**Assignment:** The line with "Query: white banner", the line with "Query: crowd of spectators", and all lines between them in the material below: return these exactly, and no others.

**Supplied data:**
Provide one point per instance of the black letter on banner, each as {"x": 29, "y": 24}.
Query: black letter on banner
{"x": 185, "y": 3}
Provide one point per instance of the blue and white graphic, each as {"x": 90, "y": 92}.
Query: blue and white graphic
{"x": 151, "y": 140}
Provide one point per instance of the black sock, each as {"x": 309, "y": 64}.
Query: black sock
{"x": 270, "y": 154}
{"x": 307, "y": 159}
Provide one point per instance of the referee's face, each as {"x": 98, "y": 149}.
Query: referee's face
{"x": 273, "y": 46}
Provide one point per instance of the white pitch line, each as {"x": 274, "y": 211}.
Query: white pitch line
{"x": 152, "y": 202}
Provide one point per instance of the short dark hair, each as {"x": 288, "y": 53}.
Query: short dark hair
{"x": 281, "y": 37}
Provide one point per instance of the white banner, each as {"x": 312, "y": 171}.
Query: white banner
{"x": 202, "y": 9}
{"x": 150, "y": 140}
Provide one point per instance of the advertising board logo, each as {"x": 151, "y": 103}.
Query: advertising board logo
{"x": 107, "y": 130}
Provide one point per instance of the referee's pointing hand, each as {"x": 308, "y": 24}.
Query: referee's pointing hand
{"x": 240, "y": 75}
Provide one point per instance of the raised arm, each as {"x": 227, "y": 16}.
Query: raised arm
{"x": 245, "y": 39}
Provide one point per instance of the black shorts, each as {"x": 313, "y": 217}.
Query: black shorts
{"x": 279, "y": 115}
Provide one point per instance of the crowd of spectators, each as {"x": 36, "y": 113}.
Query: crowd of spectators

---

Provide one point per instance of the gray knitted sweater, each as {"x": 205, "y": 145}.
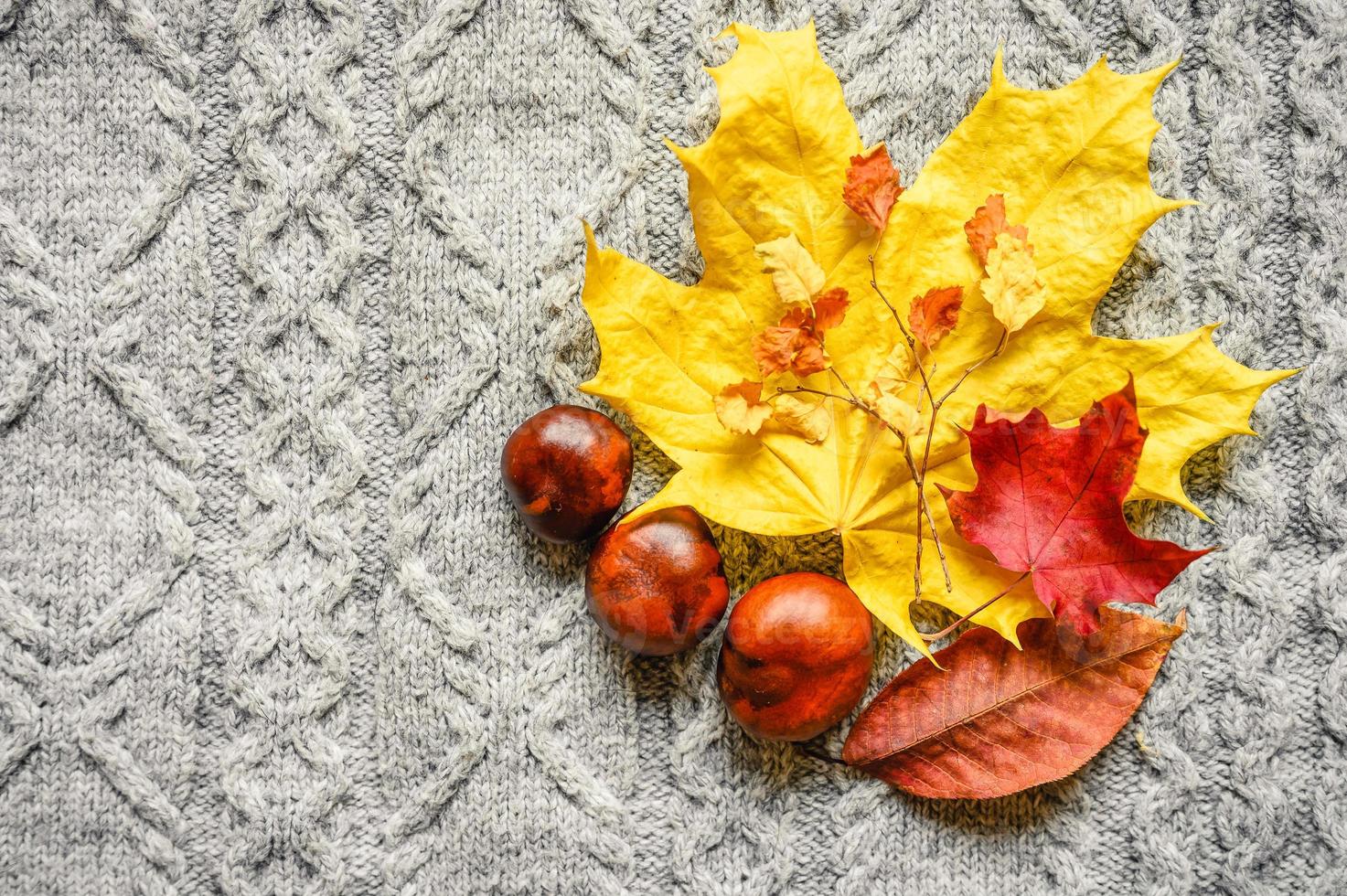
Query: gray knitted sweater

--

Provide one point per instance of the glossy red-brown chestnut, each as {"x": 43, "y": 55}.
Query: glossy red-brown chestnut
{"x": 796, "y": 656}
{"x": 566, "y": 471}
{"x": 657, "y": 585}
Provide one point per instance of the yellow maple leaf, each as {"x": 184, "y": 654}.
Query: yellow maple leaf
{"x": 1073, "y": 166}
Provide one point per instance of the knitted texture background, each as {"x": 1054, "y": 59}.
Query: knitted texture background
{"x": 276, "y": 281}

**Response area:**
Query: white banner
{"x": 202, "y": 9}
{"x": 150, "y": 140}
Provide one point per instance of the advertising board logo, each as {"x": 151, "y": 103}.
Query: advertising board logo
{"x": 107, "y": 130}
Provide one point per instance of the referee's pointing hand, each as {"x": 308, "y": 24}.
Query: referee's pointing hand
{"x": 240, "y": 75}
Provide one point per instance of the raised arm, each as {"x": 227, "y": 16}.
Query: raised arm
{"x": 245, "y": 39}
Provide one point per instance of the black shorts, each as {"x": 313, "y": 217}.
Query: black shorts
{"x": 279, "y": 115}
Provide one point per instance of the crowd of spectators, each as {"x": 36, "y": 113}.
Query: crowd of spectators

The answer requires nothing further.